Data to process >>
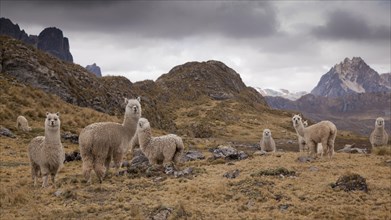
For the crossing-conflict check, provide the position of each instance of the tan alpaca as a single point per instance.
(323, 132)
(302, 146)
(100, 142)
(379, 136)
(22, 123)
(267, 142)
(46, 153)
(164, 149)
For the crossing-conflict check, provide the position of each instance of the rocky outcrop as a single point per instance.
(50, 40)
(349, 77)
(94, 69)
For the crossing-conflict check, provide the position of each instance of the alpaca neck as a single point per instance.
(144, 137)
(300, 129)
(52, 136)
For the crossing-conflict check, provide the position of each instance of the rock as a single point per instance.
(94, 69)
(232, 174)
(184, 172)
(192, 155)
(52, 41)
(58, 193)
(353, 150)
(259, 153)
(228, 153)
(6, 132)
(305, 159)
(74, 156)
(351, 182)
(73, 138)
(161, 214)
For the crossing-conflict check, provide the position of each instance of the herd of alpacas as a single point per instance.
(102, 142)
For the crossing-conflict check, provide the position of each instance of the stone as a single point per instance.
(228, 153)
(192, 155)
(6, 132)
(232, 174)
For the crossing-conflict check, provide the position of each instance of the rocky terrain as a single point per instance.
(50, 40)
(94, 69)
(351, 94)
(351, 76)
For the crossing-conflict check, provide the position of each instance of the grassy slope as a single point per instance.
(207, 195)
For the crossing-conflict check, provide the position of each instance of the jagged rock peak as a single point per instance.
(350, 76)
(94, 69)
(52, 41)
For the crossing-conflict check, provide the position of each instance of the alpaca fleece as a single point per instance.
(101, 142)
(46, 153)
(164, 149)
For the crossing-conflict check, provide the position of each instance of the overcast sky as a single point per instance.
(271, 44)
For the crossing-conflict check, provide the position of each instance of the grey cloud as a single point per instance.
(344, 25)
(167, 19)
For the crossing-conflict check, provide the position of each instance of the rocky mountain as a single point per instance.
(350, 76)
(284, 93)
(211, 84)
(94, 69)
(50, 40)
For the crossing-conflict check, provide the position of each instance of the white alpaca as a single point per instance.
(46, 153)
(302, 146)
(379, 136)
(21, 122)
(100, 142)
(267, 142)
(323, 132)
(164, 149)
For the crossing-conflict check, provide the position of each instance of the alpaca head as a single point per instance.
(296, 119)
(143, 124)
(52, 121)
(133, 107)
(267, 133)
(379, 122)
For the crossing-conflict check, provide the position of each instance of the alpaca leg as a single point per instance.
(117, 157)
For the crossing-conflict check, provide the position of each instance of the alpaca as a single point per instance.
(101, 142)
(164, 149)
(323, 132)
(379, 136)
(46, 153)
(302, 148)
(21, 122)
(267, 142)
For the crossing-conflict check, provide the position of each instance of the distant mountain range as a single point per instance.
(284, 93)
(351, 94)
(50, 40)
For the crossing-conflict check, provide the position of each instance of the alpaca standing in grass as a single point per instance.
(302, 146)
(101, 142)
(323, 132)
(164, 149)
(46, 153)
(267, 142)
(379, 136)
(21, 122)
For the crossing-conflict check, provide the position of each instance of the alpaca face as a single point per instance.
(133, 107)
(267, 133)
(143, 124)
(296, 119)
(379, 122)
(52, 120)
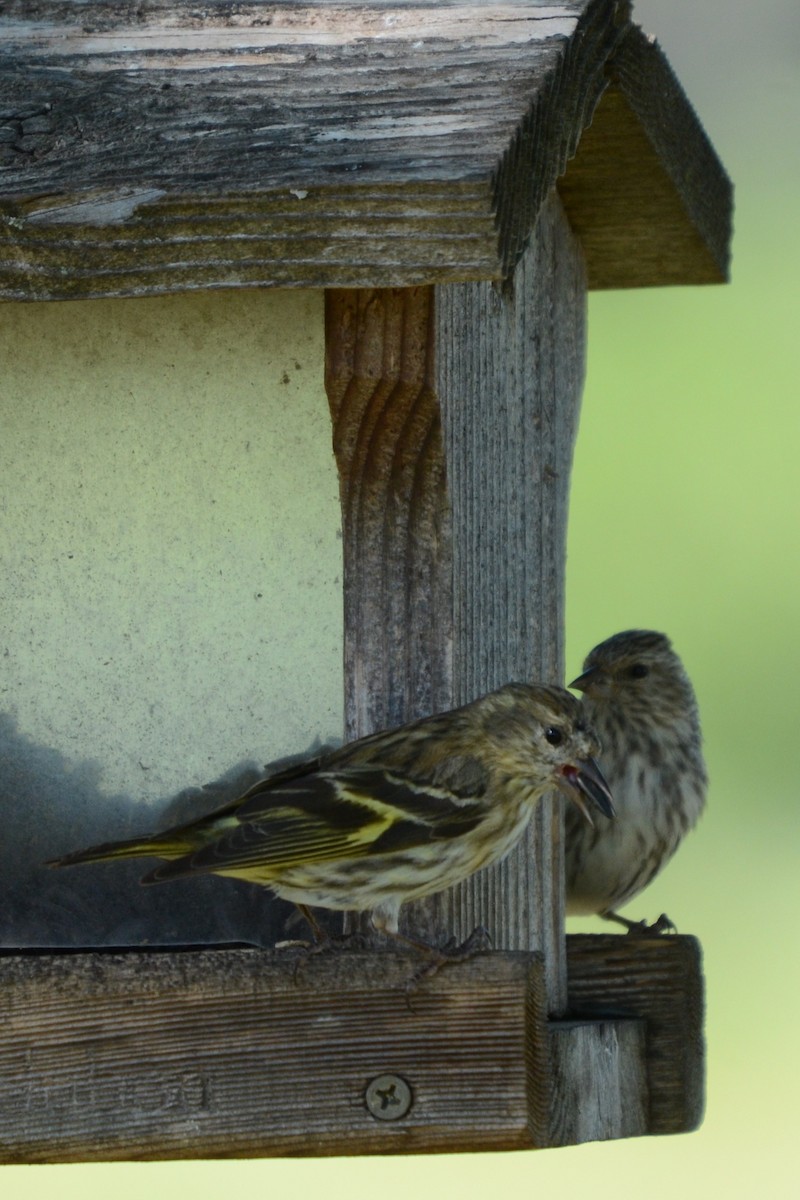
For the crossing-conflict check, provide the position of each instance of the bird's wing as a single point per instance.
(350, 813)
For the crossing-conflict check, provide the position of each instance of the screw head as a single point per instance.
(388, 1097)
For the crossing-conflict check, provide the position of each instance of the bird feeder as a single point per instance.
(455, 177)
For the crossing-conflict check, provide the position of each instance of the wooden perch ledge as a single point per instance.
(164, 145)
(234, 1054)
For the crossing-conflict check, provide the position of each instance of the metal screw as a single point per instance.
(389, 1097)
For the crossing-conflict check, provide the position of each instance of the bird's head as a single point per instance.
(639, 672)
(540, 733)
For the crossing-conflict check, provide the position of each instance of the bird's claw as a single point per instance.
(641, 928)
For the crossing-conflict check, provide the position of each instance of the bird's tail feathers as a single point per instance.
(136, 847)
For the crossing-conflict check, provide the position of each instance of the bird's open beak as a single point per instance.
(584, 679)
(583, 781)
(595, 682)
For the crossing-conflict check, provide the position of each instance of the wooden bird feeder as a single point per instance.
(455, 175)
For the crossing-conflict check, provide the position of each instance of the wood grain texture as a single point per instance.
(599, 1079)
(163, 147)
(455, 412)
(395, 511)
(510, 377)
(645, 192)
(660, 981)
(233, 1054)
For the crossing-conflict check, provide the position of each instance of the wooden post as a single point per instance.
(455, 412)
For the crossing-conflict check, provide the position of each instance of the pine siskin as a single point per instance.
(639, 700)
(394, 816)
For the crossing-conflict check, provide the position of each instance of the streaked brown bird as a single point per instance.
(638, 697)
(395, 816)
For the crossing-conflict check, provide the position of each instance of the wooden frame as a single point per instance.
(360, 144)
(257, 1059)
(457, 175)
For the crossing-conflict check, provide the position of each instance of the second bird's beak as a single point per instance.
(584, 781)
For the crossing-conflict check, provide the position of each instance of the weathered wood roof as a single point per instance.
(164, 145)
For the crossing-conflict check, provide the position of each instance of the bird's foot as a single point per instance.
(329, 943)
(444, 955)
(641, 928)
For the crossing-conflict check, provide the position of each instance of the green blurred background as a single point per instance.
(684, 519)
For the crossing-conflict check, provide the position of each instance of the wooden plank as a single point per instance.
(659, 979)
(510, 376)
(599, 1079)
(645, 192)
(235, 1054)
(364, 144)
(455, 533)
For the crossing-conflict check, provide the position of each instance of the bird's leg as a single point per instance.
(440, 955)
(641, 928)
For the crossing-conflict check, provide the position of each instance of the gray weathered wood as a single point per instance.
(455, 414)
(661, 981)
(248, 1053)
(600, 1085)
(233, 1054)
(169, 147)
(644, 192)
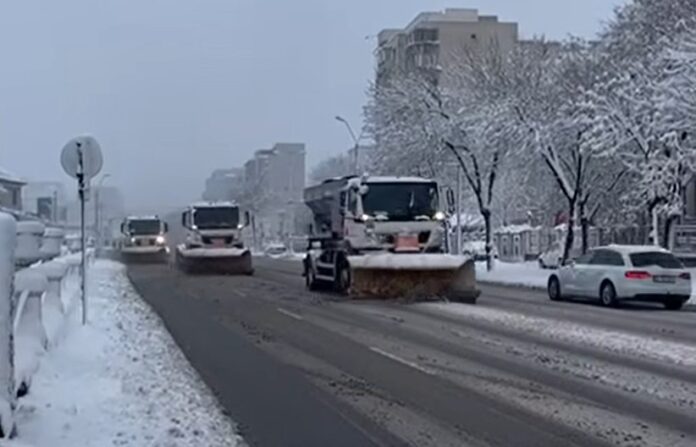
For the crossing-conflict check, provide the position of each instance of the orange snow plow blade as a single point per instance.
(413, 277)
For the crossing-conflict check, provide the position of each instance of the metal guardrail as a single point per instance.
(36, 294)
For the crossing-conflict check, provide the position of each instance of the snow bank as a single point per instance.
(406, 261)
(121, 380)
(615, 341)
(525, 274)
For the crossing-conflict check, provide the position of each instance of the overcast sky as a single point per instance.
(173, 89)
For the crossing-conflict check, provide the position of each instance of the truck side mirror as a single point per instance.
(451, 205)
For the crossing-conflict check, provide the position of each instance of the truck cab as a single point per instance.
(213, 225)
(374, 213)
(143, 235)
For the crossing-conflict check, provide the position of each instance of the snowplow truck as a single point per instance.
(213, 240)
(383, 238)
(143, 239)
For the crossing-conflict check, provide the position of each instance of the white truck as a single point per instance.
(383, 237)
(143, 239)
(213, 240)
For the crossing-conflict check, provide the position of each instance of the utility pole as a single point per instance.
(356, 142)
(459, 211)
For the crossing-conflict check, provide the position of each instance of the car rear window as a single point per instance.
(664, 260)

Work to do >>
All of the lines above should be printed exactly, minus the pictures.

Solution to this exercise >>
For the crossing-conflict check, provide the position of each instance of the tan alpaca as a single point per instance.
(323, 132)
(302, 146)
(100, 142)
(379, 136)
(22, 123)
(267, 142)
(46, 153)
(164, 149)
For the crossing-conflict check, provide the position of each instance of the rocky outcrop as a single point per instance.
(50, 40)
(349, 77)
(94, 69)
For the crossing-conflict check, provide the position of each instance of the alpaca neck as a single point per instance.
(144, 137)
(300, 129)
(52, 136)
For the crossing-conflict check, provide the position of each instance of the rock as a single point per instance.
(94, 69)
(232, 174)
(184, 172)
(192, 155)
(52, 41)
(58, 193)
(353, 150)
(259, 153)
(228, 153)
(6, 132)
(305, 159)
(74, 156)
(351, 182)
(73, 138)
(161, 214)
For the crossing-conflict check, provide the position of each instance of the herd of alpacas as a single point per instance.
(102, 142)
For the crossing-conflict check, provide the position of each instance of the stone as a single point per instance.
(228, 153)
(192, 155)
(6, 132)
(232, 174)
For the crossing-conflict check, provide the position of each instance of the rocky terrain as a single point per instance.
(50, 40)
(94, 69)
(351, 94)
(351, 76)
For the crossing-conflict check, provide the position of each instance of the grassy slope as a single point per instance.
(207, 195)
For the crossing-conflict check, provide the position of each instance of the jagged rock peak as a single point per instance.
(350, 76)
(94, 69)
(52, 41)
For the crossing-conflict check, provide the position of each instance of the alpaca fleece as a single point per instance.
(101, 142)
(46, 153)
(164, 149)
For the crossing-conflict check, provide the position of each instance of the overcast sky as a single point per instance.
(271, 44)
For the crossing-conflict check, provide the position of each instance of the grey cloud as a single point per instance.
(344, 25)
(167, 19)
For the crossing-conflict check, provide the position of each instance of the rocky mountain as a single point per instance.
(350, 76)
(284, 93)
(211, 84)
(94, 69)
(50, 40)
For the crossing-conflict check, provide the position of each instance of the white alpaca as a single point per instance.
(46, 153)
(302, 146)
(379, 136)
(21, 122)
(100, 142)
(267, 142)
(323, 132)
(164, 149)
For the crossing-conflict check, provide the position of each instance of the alpaca head as a single point per instance.
(296, 119)
(143, 124)
(52, 121)
(133, 107)
(267, 133)
(379, 122)
For the crossing-conflict check, provide the position of each instance of the alpaca leg as a single point per instance.
(117, 157)
For the crossing-conflict check, provide the position of each instance of the alpaca as a single point per instance.
(101, 142)
(164, 149)
(323, 132)
(379, 136)
(46, 153)
(302, 148)
(21, 122)
(267, 142)
For the crossing-conflict check, provide the position of each instance of the distant mountain range as a single point per instance.
(284, 93)
(351, 94)
(50, 40)
For the crossing-conflict check, provide the position of each instance of the alpaca standing in grass as a single point per instance.
(302, 146)
(101, 142)
(323, 132)
(164, 149)
(46, 153)
(267, 142)
(379, 136)
(21, 122)
For the crossing-conflict check, provide the position of each instance of the alpaca face as a single point per instance.
(133, 107)
(267, 133)
(143, 124)
(296, 119)
(379, 122)
(52, 120)
For the crossing-conflict check, provide the position of each instance of the bird's wing as a single point per instance.
(350, 813)
For the crossing-conflict check, provide the position of each instance of the screw head as a single point per instance.
(388, 1097)
For the crossing-conflict check, provide the position of each instance of the bird feeder as a single point per instance.
(455, 177)
For the crossing-conflict check, provide the position of each instance of the wooden perch ledge as a single point per instance.
(164, 145)
(234, 1054)
For the crossing-conflict check, provide the position of each instance of the metal screw as a single point per instance.
(389, 1097)
For the crossing-conflict check, provide the position of each instance of the bird's head as a single point per instance.
(639, 672)
(540, 733)
For the crossing-conflict check, provide the position of each instance of the bird's claw as a single point per instance.
(641, 928)
For the crossing-conflict check, provide the position of each instance of the bird's tail feathers as a single point per instance.
(136, 847)
For the crossing-conflict check, provide the position of each instance of the bird's open beak as a single point per instance.
(584, 679)
(583, 781)
(595, 682)
For the crossing-conflict check, provide the position of each instance of the wooden bird feeder as a single point per instance.
(455, 175)
For the crossing-conflict check, provide the position of each instance of the wood grain texture as a single point per instance.
(599, 1079)
(163, 147)
(455, 412)
(395, 511)
(510, 377)
(645, 192)
(660, 981)
(233, 1054)
For the crossing-conflict check, provide the position of each instance of the wooden post as a single point per instance.
(455, 412)
For the crossing-conflict check, provide the position of each instance of the pine siskin as a single point per instance.
(639, 700)
(394, 816)
For the crossing-conflict check, provide the position of each instance of the streaked brown bird as a single point per instance.
(638, 697)
(395, 816)
For the crossing-conflict check, provide the position of each instance of the wooden frame as a single point per instance.
(360, 144)
(257, 1059)
(457, 175)
For the crossing-conflict check, provide the position of each instance of the second bird's beak as a single point per instance.
(584, 781)
For the crossing-conflict check, provide the position of each instance of the weathered wood roof as a single point per instance.
(164, 145)
For the crossing-conflict check, provide the position of each instance of the bird's foot as a single point per instance.
(329, 943)
(444, 955)
(641, 928)
For the crossing-conflict check, provide the position of each instance of the green blurred background as a single point per instance.
(684, 519)
For the crossing-conflict check, provide the position of each instance of the wooden plank as a single point per instance.
(659, 979)
(510, 376)
(599, 1079)
(645, 192)
(235, 1054)
(364, 144)
(455, 533)
For the crossing-conflict check, provide the position of each instance of the bird's leg as a single point per instance.
(440, 955)
(641, 928)
For the crossing-conflict check, provide the position of each instance of the gray weathered wood as a single point per instance.
(455, 414)
(661, 981)
(248, 1053)
(600, 1085)
(233, 1054)
(169, 147)
(644, 192)
For the crossing-conflict check, provide the position of each instance of the orange snow plow blade as a single point per instance.
(413, 277)
For the crossing-conflict check, provide the position of each instance of the metal guardrail as a single point per instance.
(36, 294)
For the crossing-conflict check, provide the position of each instance of the snow bank as a single point per instance.
(406, 261)
(121, 380)
(615, 341)
(525, 274)
For the crossing-conflict check, provide the position of each instance of the overcast sky as a single point per instance.
(173, 89)
For the crossing-conflict check, provide the position of each instance of the truck side mirror as a single point per instance.
(451, 205)
For the crossing-conflict check, provide the position of each instance of the truck cab as a single point per instance.
(213, 225)
(374, 213)
(143, 235)
For the crossing-conflict check, provide the position of each instance of the snowplow truck as a single point per instance.
(213, 240)
(383, 238)
(143, 239)
For the crossing-conflict check, provide the position of each instance of the white truck as a single point per instance.
(383, 237)
(143, 239)
(213, 240)
For the crossing-conflict check, provide the position of each instance of the utility pole as a single point per instance.
(356, 142)
(459, 211)
For the crossing-conflict check, provide the position of each instance of the car rear window as a single point per instance.
(664, 260)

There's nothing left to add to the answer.